> EXERCISE INSTRUCTIONS
A picture-free, exact transcript of the entries below is required.

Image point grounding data
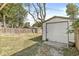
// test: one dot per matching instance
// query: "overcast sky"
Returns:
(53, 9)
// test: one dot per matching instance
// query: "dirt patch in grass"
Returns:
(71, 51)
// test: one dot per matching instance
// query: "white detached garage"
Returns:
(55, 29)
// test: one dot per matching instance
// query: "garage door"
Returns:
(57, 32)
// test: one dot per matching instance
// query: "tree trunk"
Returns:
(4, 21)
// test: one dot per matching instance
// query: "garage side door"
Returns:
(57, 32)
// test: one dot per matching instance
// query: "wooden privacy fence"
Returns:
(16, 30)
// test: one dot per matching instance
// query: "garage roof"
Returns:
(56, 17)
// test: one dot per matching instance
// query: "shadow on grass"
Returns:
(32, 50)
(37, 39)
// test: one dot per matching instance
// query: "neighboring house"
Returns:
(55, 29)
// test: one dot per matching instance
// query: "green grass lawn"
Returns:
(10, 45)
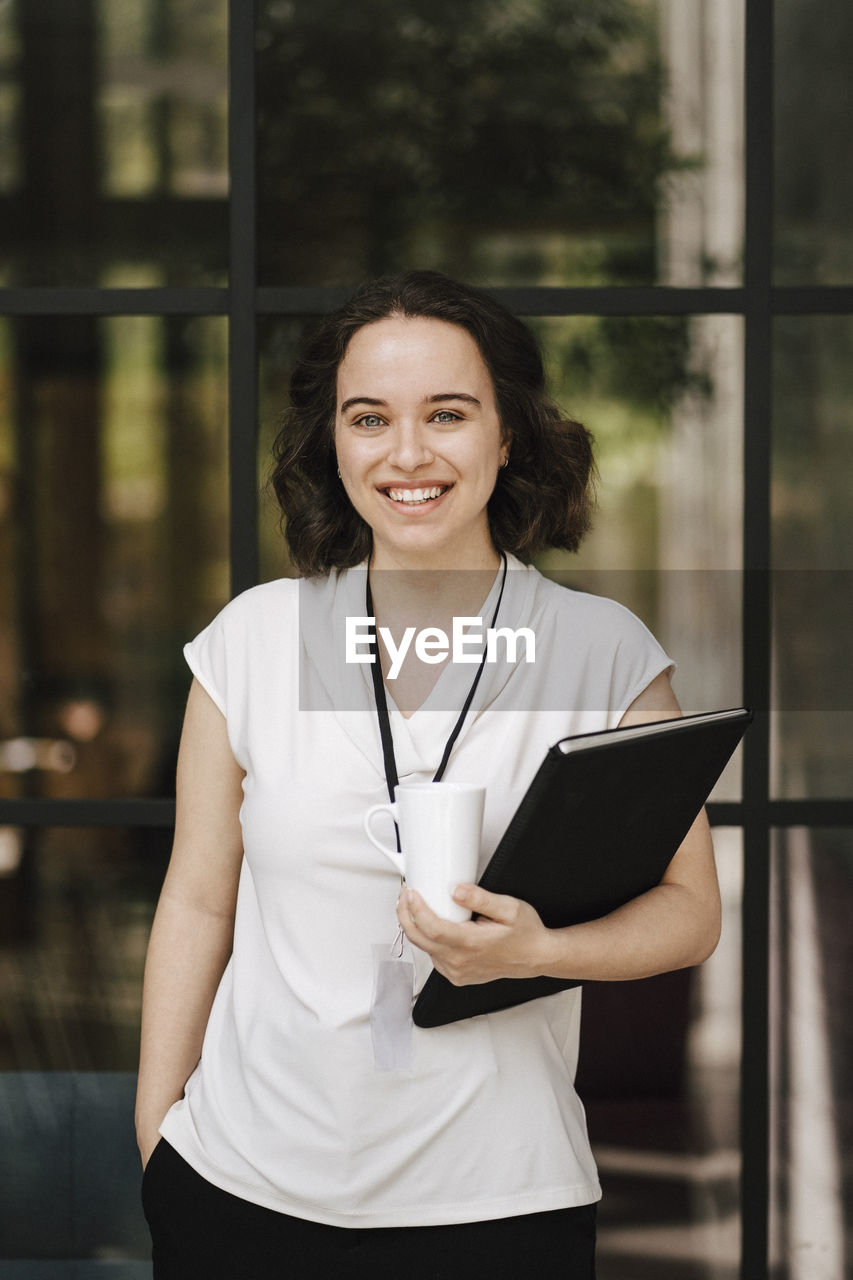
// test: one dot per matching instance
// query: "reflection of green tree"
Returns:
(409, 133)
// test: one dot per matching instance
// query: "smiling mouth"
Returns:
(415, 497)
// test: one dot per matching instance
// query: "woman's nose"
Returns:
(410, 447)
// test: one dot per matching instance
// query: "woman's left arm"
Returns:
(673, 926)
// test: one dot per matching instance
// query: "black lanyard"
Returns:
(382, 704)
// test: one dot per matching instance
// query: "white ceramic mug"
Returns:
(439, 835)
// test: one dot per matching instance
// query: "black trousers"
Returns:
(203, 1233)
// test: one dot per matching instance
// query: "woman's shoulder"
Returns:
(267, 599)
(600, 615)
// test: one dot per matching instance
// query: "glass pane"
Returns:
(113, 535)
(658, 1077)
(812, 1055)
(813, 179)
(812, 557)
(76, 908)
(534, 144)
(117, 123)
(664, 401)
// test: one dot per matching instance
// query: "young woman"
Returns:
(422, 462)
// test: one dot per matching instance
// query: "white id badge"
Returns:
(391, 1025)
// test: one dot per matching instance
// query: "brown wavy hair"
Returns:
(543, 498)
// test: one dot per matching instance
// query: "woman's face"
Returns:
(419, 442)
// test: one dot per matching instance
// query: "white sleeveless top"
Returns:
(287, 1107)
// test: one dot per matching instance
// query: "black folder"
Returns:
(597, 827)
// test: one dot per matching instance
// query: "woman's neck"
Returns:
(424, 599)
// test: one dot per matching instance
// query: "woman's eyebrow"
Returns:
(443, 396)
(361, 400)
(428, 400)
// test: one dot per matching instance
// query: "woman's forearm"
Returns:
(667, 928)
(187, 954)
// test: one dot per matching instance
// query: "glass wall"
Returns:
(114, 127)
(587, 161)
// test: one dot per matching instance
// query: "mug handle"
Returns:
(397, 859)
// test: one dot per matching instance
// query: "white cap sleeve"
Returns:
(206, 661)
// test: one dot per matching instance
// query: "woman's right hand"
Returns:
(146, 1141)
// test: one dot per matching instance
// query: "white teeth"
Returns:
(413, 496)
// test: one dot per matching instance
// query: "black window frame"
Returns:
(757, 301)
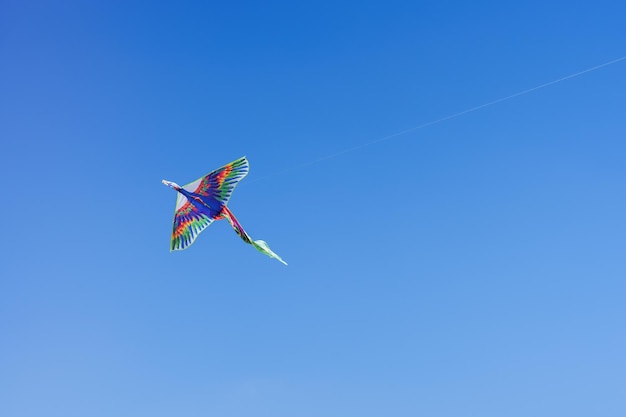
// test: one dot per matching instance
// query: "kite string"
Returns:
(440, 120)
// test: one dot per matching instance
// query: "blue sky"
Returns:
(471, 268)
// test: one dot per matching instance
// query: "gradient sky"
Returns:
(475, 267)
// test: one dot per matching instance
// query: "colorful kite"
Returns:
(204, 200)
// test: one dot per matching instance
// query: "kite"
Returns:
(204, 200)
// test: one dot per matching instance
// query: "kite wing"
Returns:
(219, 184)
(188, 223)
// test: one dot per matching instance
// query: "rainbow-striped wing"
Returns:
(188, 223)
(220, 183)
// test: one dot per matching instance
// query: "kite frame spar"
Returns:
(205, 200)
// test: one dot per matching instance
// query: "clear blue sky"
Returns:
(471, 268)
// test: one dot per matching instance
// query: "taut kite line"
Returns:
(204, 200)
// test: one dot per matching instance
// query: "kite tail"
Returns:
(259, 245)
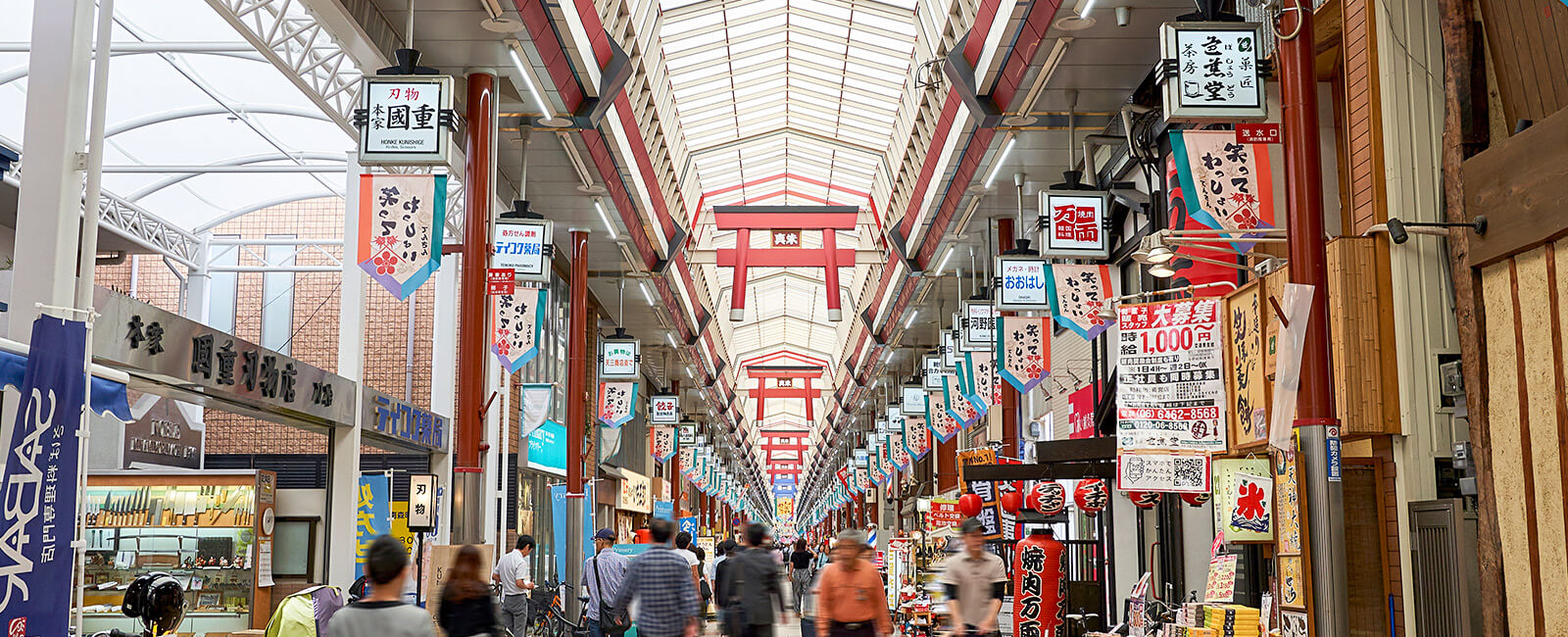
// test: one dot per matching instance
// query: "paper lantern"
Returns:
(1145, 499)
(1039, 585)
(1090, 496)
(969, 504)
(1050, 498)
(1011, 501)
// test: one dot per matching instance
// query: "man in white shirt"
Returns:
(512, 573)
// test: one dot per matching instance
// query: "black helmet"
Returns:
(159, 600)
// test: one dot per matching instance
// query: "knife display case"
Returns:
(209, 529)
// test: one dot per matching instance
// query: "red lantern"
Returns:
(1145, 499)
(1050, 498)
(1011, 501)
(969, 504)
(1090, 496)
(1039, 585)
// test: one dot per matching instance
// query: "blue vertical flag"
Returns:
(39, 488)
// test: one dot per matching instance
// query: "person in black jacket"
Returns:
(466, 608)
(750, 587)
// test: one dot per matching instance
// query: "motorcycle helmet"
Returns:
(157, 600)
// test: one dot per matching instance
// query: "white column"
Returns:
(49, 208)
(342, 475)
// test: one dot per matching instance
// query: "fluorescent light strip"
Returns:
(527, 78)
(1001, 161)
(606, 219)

> RESPONSE FOR THIS EXERCISE
// test: one dot per matching instance
// query: "overcast sky"
Returns:
(53, 9)
// test: one dot per matching instance
// query: "dirt patch in grass"
Returns:
(71, 51)
// test: one dot per matching instance
// query: "white detached garage"
Returns:
(55, 29)
// test: one dot per matching instance
// query: "garage door"
Returns:
(57, 32)
// test: one dot per matching instance
// query: "tree trunk"
Returns:
(4, 21)
// test: one dot per matching instance
// query: "garage side door"
Returns:
(57, 32)
// test: one dot per matching instance
// query: "wooden privacy fence"
Returns:
(16, 30)
// test: one dot per matching instance
// query: "garage roof"
Returns:
(56, 17)
// test: one dot per matching instance
// query: "shadow on grass"
Returns:
(32, 50)
(37, 39)
// test: one dot per matching instance
// query: "neighboring house"
Returns:
(55, 29)
// test: one dot per matching instance
// query: "green grass lawn"
Returns:
(10, 45)
// test: one dot per matching instance
// query: "reflection of green tree"
Returns:
(409, 133)
// test: one dot per matching instance
// query: "smiling mouth"
Returns:
(415, 497)
// test: one dot per matching instance
// query: "woman's nose"
Returns:
(410, 447)
// test: one dot per matching instance
// query: "woman's left arm"
Returns:
(673, 926)
// test: one dot per matching instance
// query: "black lanyard"
Returns:
(382, 704)
// test: one dot per matching instance
// query: "white ceramic mug"
Returns:
(439, 835)
// test: one dot per matching instance
// query: "black trousers"
Returns:
(203, 1233)
// test: one dot per matching instance
// query: "woman's shoulder"
Returns:
(267, 599)
(600, 615)
// test: one dot per matching instance
// query: "glass pane"
Returns:
(113, 535)
(658, 1077)
(812, 1055)
(813, 179)
(812, 557)
(76, 908)
(534, 144)
(117, 123)
(664, 401)
// test: one dot per matching instance
// query: "young woman"
Returns:
(422, 462)
// test: one dot per matching instance
// query: "white id badge"
Returns:
(391, 1025)
// test: one dot per matching instance
// query: "brown wavy hair"
Returns:
(543, 498)
// test: one dot per matching instance
// query: "woman's face"
Returns:
(419, 442)
// test: one dot per matching instance
// query: "white sleeveless top"
Returns:
(287, 1107)
// test: one dot per matching instance
// query: "black folder"
Returns:
(597, 827)
// test: one dot per matching instance
// query: "woman's neck"
Returns:
(424, 599)
// test: one dot per matching instance
// query: "woman's eyebrow"
Returns:
(443, 396)
(361, 400)
(428, 400)
// test: one dot per matching instance
// query: "woman's forearm"
Returns:
(667, 928)
(187, 954)
// test: one dot per matching instance
// query: "glass wall"
Returns:
(114, 127)
(587, 161)
// test: one dot per matching instance
// query: "mug handle"
Returns:
(397, 859)
// test: one dot per matching instance
// query: "white cap sleeve"
Returns:
(206, 661)
// test: one dot per matching instance
// query: "woman's right hand"
Returns:
(146, 1141)
// test: one dot per matching instance
// query: "white teeth"
Returns:
(413, 496)
// test: one dot per matching instance
// query: "black window frame"
Returns:
(757, 301)
// test: one dot per matching instance
// query: "kite string"
Returns:
(440, 120)
// test: one dot per matching instance
// query: "blue sky"
Returns:
(471, 268)
// test: one dot per matching instance
// query: "gradient sky"
Returns:
(475, 267)
// test: one dot per matching instance
// query: "colorful kite"
Returns:
(204, 200)
// test: one dot per matching instance
// query: "kite"
Returns:
(204, 200)
// test: one dot per matching instance
// query: "kite wing"
Returns:
(219, 184)
(188, 223)
// test: one dot per matching instance
// query: "rainbow-striped wing"
Returns:
(188, 223)
(220, 183)
// test: one dot per matching instance
// query: "kite frame spar"
Returns:
(205, 200)
// test: one dot per matching instance
// query: "clear blue sky"
Returns:
(471, 268)
// test: one dot per matching instance
// query: "taut kite line"
Returns:
(204, 200)
// test: one dot per matching instance
// query: "kite tail"
Returns:
(259, 245)
// test: one dot per matching instance
// query: "paper lantern"
Returns:
(1145, 499)
(1039, 585)
(1090, 496)
(969, 504)
(1050, 498)
(1011, 501)
// test: one dot per matching instance
// query: "man in white shirt"
Returns:
(512, 573)
// test: one dot per matching instance
// query: "black helmet"
Returns:
(159, 600)
// test: one dot per matching instance
// query: "knife display case"
Returns:
(209, 529)
// test: one dot per matching instance
// query: "red lantern"
Returns:
(1145, 499)
(1050, 498)
(1011, 501)
(969, 504)
(1090, 496)
(1039, 585)
// test: one dot per matching instance
// query: "blue vertical flag"
Returns:
(39, 488)
// test: one dot per matching instance
// query: "person in black jacket"
Returns:
(466, 608)
(750, 587)
// test: one dot per matching instance
// query: "motorcycle helmet"
Returns:
(157, 600)
// test: one dot per matching instance
// query: "white column"
Returns:
(49, 208)
(342, 475)
// test: one dot per matching instance
// query: "fluorescent light strip"
Returns:
(527, 78)
(1001, 161)
(606, 219)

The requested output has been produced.